Entries provided START

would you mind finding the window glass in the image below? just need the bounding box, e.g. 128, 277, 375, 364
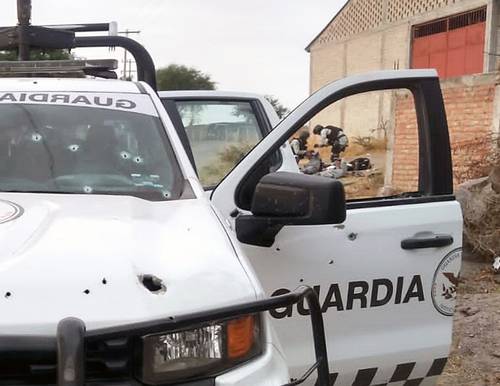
175, 101, 262, 187
0, 104, 182, 201
289, 89, 419, 201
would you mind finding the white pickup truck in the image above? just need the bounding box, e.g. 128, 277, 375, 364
0, 70, 462, 386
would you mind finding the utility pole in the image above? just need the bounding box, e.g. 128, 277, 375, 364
17, 0, 32, 60
119, 29, 140, 80
128, 59, 133, 79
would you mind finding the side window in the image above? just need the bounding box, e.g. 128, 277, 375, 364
175, 100, 264, 188
289, 89, 419, 201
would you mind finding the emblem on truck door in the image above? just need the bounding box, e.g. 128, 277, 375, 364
0, 200, 23, 224
431, 248, 462, 316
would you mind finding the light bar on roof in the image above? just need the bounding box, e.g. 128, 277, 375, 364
0, 59, 118, 79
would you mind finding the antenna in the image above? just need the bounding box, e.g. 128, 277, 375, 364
17, 0, 32, 60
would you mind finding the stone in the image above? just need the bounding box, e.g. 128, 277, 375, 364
490, 166, 500, 194
459, 306, 481, 316
456, 175, 500, 261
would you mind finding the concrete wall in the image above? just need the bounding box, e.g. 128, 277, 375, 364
486, 0, 500, 71
310, 21, 410, 138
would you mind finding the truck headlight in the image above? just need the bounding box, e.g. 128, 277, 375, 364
141, 315, 262, 384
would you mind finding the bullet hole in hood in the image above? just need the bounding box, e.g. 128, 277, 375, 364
139, 274, 166, 294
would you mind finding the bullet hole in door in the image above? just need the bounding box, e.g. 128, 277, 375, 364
348, 233, 358, 241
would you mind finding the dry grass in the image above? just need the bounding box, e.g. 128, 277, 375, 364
343, 171, 385, 199
199, 143, 254, 186
452, 135, 500, 184
343, 143, 368, 158
352, 136, 387, 152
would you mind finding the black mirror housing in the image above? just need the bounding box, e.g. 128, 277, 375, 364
236, 172, 346, 247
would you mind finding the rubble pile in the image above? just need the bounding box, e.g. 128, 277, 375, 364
456, 166, 500, 261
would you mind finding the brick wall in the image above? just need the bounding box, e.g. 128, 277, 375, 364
392, 73, 498, 191
392, 91, 420, 192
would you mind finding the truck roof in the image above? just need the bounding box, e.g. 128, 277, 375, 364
0, 78, 144, 93
158, 90, 266, 100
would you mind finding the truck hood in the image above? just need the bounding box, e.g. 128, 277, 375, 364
0, 193, 255, 335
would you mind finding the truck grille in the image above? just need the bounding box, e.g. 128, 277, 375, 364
0, 337, 132, 385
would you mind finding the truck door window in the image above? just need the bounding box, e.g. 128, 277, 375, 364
289, 89, 419, 201
174, 100, 263, 188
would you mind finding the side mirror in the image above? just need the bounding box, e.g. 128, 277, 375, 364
236, 172, 346, 247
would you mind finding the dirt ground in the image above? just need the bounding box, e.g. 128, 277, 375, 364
437, 253, 500, 386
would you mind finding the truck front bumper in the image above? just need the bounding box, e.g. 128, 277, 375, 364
0, 287, 330, 386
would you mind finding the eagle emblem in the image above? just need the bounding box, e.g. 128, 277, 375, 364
441, 272, 459, 300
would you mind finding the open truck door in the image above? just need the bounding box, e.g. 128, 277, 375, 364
210, 70, 462, 385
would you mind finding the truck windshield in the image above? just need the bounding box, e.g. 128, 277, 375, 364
0, 99, 183, 201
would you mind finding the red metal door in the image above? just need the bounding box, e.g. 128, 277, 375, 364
411, 8, 486, 78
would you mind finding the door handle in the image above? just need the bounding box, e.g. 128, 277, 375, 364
401, 234, 454, 250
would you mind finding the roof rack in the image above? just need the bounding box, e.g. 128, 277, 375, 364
0, 59, 118, 78
0, 18, 156, 89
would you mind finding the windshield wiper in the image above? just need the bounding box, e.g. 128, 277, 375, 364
0, 190, 79, 194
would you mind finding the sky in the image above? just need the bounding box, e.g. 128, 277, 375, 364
0, 0, 348, 108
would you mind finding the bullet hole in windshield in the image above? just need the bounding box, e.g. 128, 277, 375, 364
162, 191, 171, 199
102, 278, 107, 285
4, 291, 11, 299
134, 156, 144, 164
68, 144, 80, 152
31, 133, 42, 142
120, 151, 130, 160
139, 274, 166, 294
83, 289, 90, 295
83, 186, 93, 194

Entries provided END

*Exercise instructions*
Give back exactly the lines from the one containing "would you mind finding the truck grille" to the end of the material, both ends included.

*Response for this exercise*
would you mind finding the truck grille in the image above? just need the bounding box, e.g. 128, 277, 375, 364
0, 337, 132, 385
would you mind finding the truck door window in the image above? just need the bounding box, e.g. 128, 277, 375, 364
289, 89, 419, 201
174, 100, 263, 188
would you mind finding the side mirror in the image above? just need the bounding box, e.g. 128, 277, 375, 364
236, 172, 346, 247
would you mind finding the dirt ground in the image above? just need the bounding box, e.g. 128, 277, 375, 364
437, 253, 500, 386
would you mind finding the truck front bumper in the image above? just need the bounding box, e.g. 128, 277, 375, 364
0, 287, 330, 386
would you mind finding the eagle emblem in the image above? just need the bounding box, e.g. 128, 277, 375, 364
441, 272, 459, 300
would you mind finding the open truck door in the image above? just need the bounding box, e.g. 128, 277, 375, 364
210, 70, 462, 385
would you mind finding the truck windshield in the image above? just need the bounding box, e.g. 128, 277, 375, 364
0, 99, 183, 201
would you mind finding the red metal door in the image above? just need the bounding box, e.g. 128, 277, 375, 364
411, 8, 486, 78
would you mind finding the door handle in the image above? just need the bounding box, e.g. 128, 277, 375, 364
401, 234, 454, 250
would you mind finding the roof rack in the image above? just need the bounding box, e.g. 128, 277, 375, 364
0, 59, 118, 78
0, 18, 156, 89
would you mind finding the windshield wiper in the image above? just need the bounding box, e.g. 128, 277, 375, 364
0, 190, 79, 194
would you mind finding the sky in the image above? just need the bounding box, e.g. 128, 277, 375, 364
0, 0, 348, 108
would you mind finding the bullet hole in windshield in the image above? just need the bounding box, e.g. 128, 277, 375, 364
162, 191, 171, 199
102, 278, 107, 285
4, 291, 11, 299
134, 156, 144, 164
68, 144, 80, 152
31, 133, 42, 142
120, 151, 130, 160
139, 274, 166, 294
83, 289, 90, 295
83, 186, 93, 194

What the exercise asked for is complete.